● **Written request 1**:
How many votes did Labour receive in the Hartlepool by-election, according to the article?
● **Written request 2**:
Pull out each line of the listing that contains the word "petal".

● **Given text**:
What next for Keir Starmer after Labour’s historic Hartlepool defeat?
Former red stronghold turns blue for first time in its history
Keir Starmer has suffered a huge setback in his first electoral test with the former Labour stronghold of Hartlepool turning blue for the first time in its history.
The Conservative by-election victory represents “the loss of yet another constituency in Labour’s traditional heartlands after the 2019 collapse of the ‘red wall’”, The Times says. The Tory candidate, Jill Mortimer, won a decisive victory by 15,529 votes to Labour’s 8,589, representing a remarkable swing of 16%.
Tapping into a feeling that will resonate across Starmer’s party, Mortimer’s victory speech accused Labour of taking Hartlepool “for granted for too long”. “I heard this time and time again on the doorstep. People have had enough”, she said. “And now through this result, the people have spoken and they have made it clear it’s time for change,” the BBC reports.

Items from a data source
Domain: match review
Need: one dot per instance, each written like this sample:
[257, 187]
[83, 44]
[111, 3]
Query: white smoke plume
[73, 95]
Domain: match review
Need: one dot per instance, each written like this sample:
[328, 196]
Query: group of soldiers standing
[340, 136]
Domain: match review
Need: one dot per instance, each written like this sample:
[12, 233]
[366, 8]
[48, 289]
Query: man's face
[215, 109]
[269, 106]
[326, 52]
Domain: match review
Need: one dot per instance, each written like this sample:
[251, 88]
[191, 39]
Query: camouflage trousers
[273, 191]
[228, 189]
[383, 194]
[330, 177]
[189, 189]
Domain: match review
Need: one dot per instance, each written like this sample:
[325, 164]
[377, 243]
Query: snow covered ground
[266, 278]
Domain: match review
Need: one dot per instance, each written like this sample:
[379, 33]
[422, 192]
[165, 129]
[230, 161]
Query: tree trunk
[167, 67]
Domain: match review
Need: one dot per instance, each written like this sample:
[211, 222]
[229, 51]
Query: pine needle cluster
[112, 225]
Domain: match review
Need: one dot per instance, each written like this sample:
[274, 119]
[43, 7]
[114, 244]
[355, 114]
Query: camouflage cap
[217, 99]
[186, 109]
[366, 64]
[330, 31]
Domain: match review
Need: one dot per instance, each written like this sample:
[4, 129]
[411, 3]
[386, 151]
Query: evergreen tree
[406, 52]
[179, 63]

...

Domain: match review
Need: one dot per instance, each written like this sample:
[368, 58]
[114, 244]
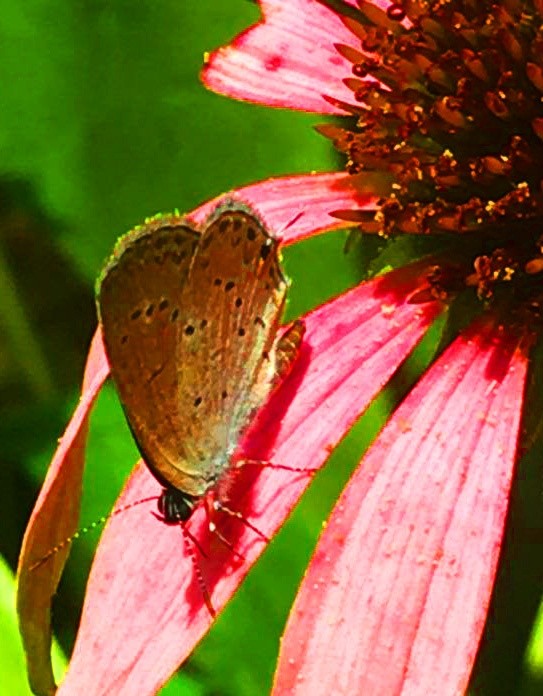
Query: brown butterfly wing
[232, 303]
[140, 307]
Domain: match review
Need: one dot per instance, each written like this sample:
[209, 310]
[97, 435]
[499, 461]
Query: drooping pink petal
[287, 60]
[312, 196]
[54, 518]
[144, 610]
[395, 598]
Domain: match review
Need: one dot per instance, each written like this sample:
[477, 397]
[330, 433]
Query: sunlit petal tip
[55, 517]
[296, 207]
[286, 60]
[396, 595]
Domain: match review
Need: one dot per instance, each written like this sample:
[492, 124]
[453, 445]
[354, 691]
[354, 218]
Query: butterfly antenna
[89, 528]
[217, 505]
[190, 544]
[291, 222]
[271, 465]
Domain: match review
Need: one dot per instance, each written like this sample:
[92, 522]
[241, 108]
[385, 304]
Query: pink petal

● **Written reply 1**:
8,589 votes.

● **Written reply 2**:
Query: drooping pink petal
Query: sunlit petal tip
Query: pink petal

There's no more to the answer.